## What you are asked to do
Repeat the data below word for word, keeping every line as it stands.

## Record extracts

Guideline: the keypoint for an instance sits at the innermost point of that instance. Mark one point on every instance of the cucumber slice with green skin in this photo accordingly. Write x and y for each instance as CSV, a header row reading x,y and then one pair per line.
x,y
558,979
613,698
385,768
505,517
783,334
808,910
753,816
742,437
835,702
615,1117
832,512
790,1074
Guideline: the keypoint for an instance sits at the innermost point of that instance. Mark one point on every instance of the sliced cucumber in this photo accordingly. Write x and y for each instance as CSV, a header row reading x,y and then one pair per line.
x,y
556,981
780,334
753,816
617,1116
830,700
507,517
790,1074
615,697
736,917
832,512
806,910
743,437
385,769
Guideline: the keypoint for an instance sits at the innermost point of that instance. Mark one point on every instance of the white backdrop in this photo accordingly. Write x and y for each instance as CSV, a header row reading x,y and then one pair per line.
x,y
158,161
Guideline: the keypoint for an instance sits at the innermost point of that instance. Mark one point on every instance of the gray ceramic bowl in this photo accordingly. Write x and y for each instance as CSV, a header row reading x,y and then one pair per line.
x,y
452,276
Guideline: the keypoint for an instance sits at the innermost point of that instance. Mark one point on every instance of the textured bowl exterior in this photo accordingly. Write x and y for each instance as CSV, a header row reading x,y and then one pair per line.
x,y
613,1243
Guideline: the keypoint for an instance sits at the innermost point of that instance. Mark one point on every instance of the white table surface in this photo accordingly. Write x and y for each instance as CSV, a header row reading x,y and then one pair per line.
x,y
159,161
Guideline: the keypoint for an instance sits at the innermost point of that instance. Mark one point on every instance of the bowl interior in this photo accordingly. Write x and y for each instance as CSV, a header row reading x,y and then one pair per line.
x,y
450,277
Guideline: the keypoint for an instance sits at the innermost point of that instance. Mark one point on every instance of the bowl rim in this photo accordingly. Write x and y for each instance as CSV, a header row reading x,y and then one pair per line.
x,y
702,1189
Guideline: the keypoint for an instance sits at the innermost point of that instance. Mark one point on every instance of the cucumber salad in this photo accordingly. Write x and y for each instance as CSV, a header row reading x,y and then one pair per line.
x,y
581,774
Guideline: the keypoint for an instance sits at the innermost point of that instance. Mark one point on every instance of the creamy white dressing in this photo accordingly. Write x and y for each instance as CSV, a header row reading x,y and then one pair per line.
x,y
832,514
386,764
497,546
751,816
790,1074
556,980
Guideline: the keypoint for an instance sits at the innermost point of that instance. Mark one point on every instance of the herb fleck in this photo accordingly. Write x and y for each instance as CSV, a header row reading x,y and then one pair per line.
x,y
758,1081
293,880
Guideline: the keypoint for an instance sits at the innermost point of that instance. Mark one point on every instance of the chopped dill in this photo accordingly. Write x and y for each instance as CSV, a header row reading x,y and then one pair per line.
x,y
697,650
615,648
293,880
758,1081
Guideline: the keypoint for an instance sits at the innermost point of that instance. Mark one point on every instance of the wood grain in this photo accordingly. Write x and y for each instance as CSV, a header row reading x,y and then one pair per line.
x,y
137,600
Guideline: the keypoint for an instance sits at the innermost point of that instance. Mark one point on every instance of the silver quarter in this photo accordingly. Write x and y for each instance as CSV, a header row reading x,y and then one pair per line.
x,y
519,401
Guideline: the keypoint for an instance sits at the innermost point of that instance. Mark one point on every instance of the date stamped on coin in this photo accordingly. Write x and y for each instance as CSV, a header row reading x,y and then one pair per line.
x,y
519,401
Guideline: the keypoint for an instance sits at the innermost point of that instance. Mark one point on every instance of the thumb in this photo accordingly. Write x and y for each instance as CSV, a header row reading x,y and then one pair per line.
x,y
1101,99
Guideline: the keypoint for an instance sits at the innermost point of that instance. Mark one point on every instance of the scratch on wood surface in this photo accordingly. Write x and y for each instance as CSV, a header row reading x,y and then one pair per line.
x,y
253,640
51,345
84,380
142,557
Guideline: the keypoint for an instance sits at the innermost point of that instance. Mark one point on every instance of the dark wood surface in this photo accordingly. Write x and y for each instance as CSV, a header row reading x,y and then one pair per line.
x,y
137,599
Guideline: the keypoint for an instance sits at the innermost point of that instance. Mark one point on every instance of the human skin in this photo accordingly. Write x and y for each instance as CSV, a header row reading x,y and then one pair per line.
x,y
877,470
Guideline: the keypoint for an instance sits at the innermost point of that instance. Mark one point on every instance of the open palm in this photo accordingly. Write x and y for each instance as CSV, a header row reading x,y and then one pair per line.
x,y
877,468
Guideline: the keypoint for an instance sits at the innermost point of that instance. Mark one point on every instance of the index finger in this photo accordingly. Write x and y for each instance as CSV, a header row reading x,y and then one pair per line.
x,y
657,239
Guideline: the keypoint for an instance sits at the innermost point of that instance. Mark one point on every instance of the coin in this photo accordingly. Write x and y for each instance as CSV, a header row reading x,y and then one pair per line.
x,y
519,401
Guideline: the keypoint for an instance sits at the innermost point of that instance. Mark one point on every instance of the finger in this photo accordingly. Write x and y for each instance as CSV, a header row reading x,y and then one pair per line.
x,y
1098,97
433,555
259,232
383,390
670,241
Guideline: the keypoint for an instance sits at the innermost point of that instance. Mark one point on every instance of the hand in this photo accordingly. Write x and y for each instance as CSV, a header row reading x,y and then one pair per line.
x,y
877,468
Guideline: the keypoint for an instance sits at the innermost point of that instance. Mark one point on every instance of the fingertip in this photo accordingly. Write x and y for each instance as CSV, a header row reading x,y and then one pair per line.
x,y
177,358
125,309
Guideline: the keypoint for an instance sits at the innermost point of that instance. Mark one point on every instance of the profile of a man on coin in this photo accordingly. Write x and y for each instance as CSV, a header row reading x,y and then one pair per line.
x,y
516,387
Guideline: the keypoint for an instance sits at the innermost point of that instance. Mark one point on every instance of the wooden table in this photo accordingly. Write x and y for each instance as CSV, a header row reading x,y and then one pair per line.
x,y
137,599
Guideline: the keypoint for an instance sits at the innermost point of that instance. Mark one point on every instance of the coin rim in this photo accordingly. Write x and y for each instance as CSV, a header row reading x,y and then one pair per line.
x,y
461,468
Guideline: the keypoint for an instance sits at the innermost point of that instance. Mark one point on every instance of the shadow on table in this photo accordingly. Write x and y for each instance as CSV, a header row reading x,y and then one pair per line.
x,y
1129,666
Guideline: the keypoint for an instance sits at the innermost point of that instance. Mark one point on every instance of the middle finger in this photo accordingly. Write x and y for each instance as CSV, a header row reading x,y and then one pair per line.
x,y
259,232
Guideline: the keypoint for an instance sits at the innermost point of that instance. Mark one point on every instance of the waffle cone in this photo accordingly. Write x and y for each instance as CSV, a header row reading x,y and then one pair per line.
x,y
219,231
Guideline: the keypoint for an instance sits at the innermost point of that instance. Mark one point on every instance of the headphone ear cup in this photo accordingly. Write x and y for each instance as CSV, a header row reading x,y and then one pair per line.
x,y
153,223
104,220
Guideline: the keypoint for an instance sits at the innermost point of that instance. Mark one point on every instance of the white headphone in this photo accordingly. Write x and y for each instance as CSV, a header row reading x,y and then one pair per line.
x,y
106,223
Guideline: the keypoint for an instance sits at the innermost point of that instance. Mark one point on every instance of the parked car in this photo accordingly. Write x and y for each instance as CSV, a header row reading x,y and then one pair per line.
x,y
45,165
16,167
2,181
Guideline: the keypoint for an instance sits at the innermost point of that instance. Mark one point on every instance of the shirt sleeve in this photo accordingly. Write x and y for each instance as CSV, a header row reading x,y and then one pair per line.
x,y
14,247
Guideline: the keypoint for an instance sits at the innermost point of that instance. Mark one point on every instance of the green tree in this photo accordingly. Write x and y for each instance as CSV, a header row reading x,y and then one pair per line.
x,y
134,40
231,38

## Final result
Guideline: the keypoint for an instance sits at the innermost point of that instance. Mark one point on every instance of the cucumber slice with green skin in this photo accordingly. Write x and y for each instance as CSV, a header row reading x,y and then one pair per line.
x,y
558,979
613,698
385,768
505,517
783,334
808,910
753,816
742,437
835,702
615,1117
832,512
790,1074
Guideline: the keypoint for an instance sits at the innermost point of that instance. Mark one point on every instance of the sliced cucumber in this photo accordingly. Write x and y for each instance as CSV, a header row reading x,y and then one pair per line.
x,y
556,981
780,334
753,816
617,1116
830,700
507,517
790,1074
615,697
736,917
832,512
806,910
743,437
385,769
Guideline: the keypoint for an instance sits at the innermost point of that instance. Mark one point on every instance of the white backdrop in this photo accordingly. Write x and y for each instance as CSV, a header row reading x,y and then one pair per line.
x,y
158,161
Guideline: the keypoint for an instance sits at the innermost point of that instance. Mark one point on every instance of the gray ceramic bowl in this photo accordingly. Write x and y for each instance as CSV, a header row reading x,y and then one pair per line.
x,y
452,276
Guideline: the keypoint for an instance sits at the innermost point of that instance. Mark one point on every instance of the textured bowl exterior in this photo accordingly. Write x and y for each instance as CSV, a header row reading x,y and then one pair per line.
x,y
613,1243
Guideline: the keypoint for an instance sits at the innermost point of that instance. Mark one point on every instance of the white table surface in this photo accordingly. Write x and y for each instance as CSV, a header row reading x,y and then one pair per line.
x,y
159,161
Guideline: the keypoint for an instance sits at the innermost point of that instance. Mark one point on every instance of the bowl interior in this photo accordingly. Write x and y for each instance as CSV, a header row reading x,y and then one pair per line.
x,y
450,277
Guideline: the keypoint for an instance sits at the innermost point of that instance. Mark one point on every instance of the bowl rim in this photo accordingly. Write x and y for each instance as CSV, a header row reading x,y and then one pair per line.
x,y
702,1189
Guideline: the keypoint for an instance sits at the innermost point of that instance. Mark one point on every instance of the cucumber salad in this photo accordingly. Write x and y for each instance as CSV, a header row reading x,y and then one pair per line.
x,y
581,774
Guideline: the keypoint for an instance sits at the innermost point of that instance. Mark one point on every instance of the creamy white dressing in this photo accordingly. Write x and y for each instance as CSV, a header row reading x,y and then one pair per line.
x,y
832,514
386,764
497,546
751,816
790,1074
556,980
Guideline: the keypoint for an instance sits at the innermost point of that instance. Mark one point on every instance of the herb fleck in this photo accordingly. Write x and y for each instance as CSV, a header row reading x,y and then one pair per line.
x,y
758,1081
293,880
Guideline: the keypoint for an instance sits at the innermost point of that instance. Mark one point on every instance of the chopped dill in this photo accordingly. Write x and y for each instance as CSV, a header row reading x,y and then one pair per line.
x,y
697,650
615,648
293,880
758,1081
Guideline: the keypoint for an instance sits at the innermost point of that instance. Mark one point on every instance of the wood grain in this photo accordingly. Write x and y for each instance as CSV, a header row reading x,y and then one pair per line.
x,y
137,600
Guideline: the keypoint for an instance sits at the innermost point of that instance. Mark one point on every instance of the silver quarter in this photo accordingly. Write x and y for each instance as CSV, a header row reading x,y and then one pair per line.
x,y
519,401
Guideline: the keypoint for an instance sits at the innermost point of that instance. Mark one point on every instance of the date stamped on coin in this photo accordingly. Write x and y for each instance as CSV, a header row reading x,y and then one pair per line.
x,y
519,401
Guideline: the keypoint for an instance sits at the innermost point of that instance. Mark one point on every instance of the thumb in this photo accordingly. Write x and y for each instance as CSV, a header row reading x,y and then one pair per line.
x,y
1101,99
Guideline: the keypoint for an instance sits at the innermost point of that instance. Mark one point on every instance of the scratch on wood surface in this photo accordingly. Write x and y for each instance as CSV, a header row reading x,y and then one pair per line.
x,y
253,640
51,345
84,380
142,557
Guideline: the keypoint for an instance sits at the innermost point of that instance. Mark one point on every instance of the dark wood surface in this photo accordingly. Write x and y for each instance as CSV, a header row reading x,y and then one pair per line.
x,y
137,599
Guideline: the keypoint for an instance sits at the innermost point of that instance. Mark one point on every instance of the human skin in this photo accordingly. Write x and y for each instance as CSV, a header row reading x,y and then one pair per line.
x,y
877,470
Guideline: the keypoint for an instance sits at the innermost point of that instance. Mark one point on every instance of the open palm in this photo accordingly. Write x and y for each instance as CSV, a header row reading x,y and then one pair per line.
x,y
877,468
Guideline: the keypoint for an instance sits at the innermost point of that instance. Mark one point on every instance of the index finger in this photo accordingly. Write x and y for each instance as CSV, a header row reading x,y and then one pair per line.
x,y
657,239
Guideline: the keypoint for an instance sits at the innermost point of that instance. Mark one point on every instance of the coin in this photo accordingly. Write x and y for each instance as CSV, a header row reading x,y and then one pair per line.
x,y
519,401
Guideline: the keypoint for an instance sits at the innermost point of that instance. Mark one point on every instance of the finger in this photo accordingly. Write x and y for each instance as CSV, a header row reading x,y and then one pair per line.
x,y
1098,97
433,555
259,232
383,390
670,241
Guideline: the keypoint for an instance sits at the innermost point of that instance. Mark one point on every instance of the hand in this photo accordingly. Write x and y for each instance as CSV, a header row reading x,y and then one pair per line.
x,y
877,468
Guideline: the keypoint for an instance sits at the innermost point of that instance. Mark one point on every instance of the fingertip in this photo accordingly. Write x and y for each instance as CSV, a header row reading x,y and then one pair per line.
x,y
177,358
125,309
Guideline: the keypoint for an instance sits at the innermost point of that instance. Mark one point on every instance of the profile of a man on coin in this photo accordingly. Write x and y for each instance as CSV, a header row reading x,y and then one pair per line.
x,y
516,387
Guideline: the keypoint for an instance sits at the innermost point of that instance. Mark one point on every instance of the wooden table in this photo accordingly. Write x and y for each instance as CSV, a header row reading x,y and then one pair per line.
x,y
137,599
Guideline: the keypoint for an instance sits at the innermost point of that instance. Mark one point on every instance of the coin rim in this photo accordingly. Write x and y for each instance as CSV, a header row reading x,y and then one pair per line.
x,y
461,468
Guideline: the keypoint for an instance sits at the innermost point of that instance. Mark one point on every instance of the shadow on table in this photo accordingly. Write x and y for each instance as CSV, a header row reading x,y and then one pair per line.
x,y
1129,666
Guideline: the keypoint for an instance sits at the innermost point of that instance. Mark one point on every instance of the middle finger in this photo accordingly. Write x and y for each instance as CSV, a header row reading x,y and then one pair per line.
x,y
259,232
Guideline: the keypoint for an instance sits at the innermost point of that instance. Mark one point on every instance of the waffle cone in this photo accordingly. Write x and y for each instance as CSV, a header row reading x,y and then one pair per line.
x,y
219,231
Guideline: the keypoint for an instance sits at the innermost point of that instance. Mark one point on every instance of the headphone ear cup in this photo accordingly. Write x and y for each instance as CSV, a header row reading x,y and then one pair per line.
x,y
153,223
104,220
Guideline: the keypoint for an instance sits at the innermost point of that instance. Mark one point on every instance of the white headphone in this photo accordingly. Write x and y for each instance as CSV, a header row reading x,y and then one pair per line.
x,y
106,223
Guideline: the keypoint for an instance sits at the innermost point of that instance. Mark one point on every instance of the parked car in this photo accordingly. Write x and y for each instance as CSV, a header row reading x,y and then one pair per line.
x,y
45,165
16,167
2,181
Guideline: the keypoint for an instance sits at the innermost point of that instance. Mark one point on every instance of the shirt sleeve in this photo accordingly. Write x and y for each instance as CSV, a header row reading x,y and then one pair per line.
x,y
14,247
Guideline: the keypoint for an instance sits at the innermost point of that instance. Mark one point on every instance of the green tree in this photo accordingly. Write x and y for each instance as CSV, a header row reading x,y and then one pair per line.
x,y
134,40
231,38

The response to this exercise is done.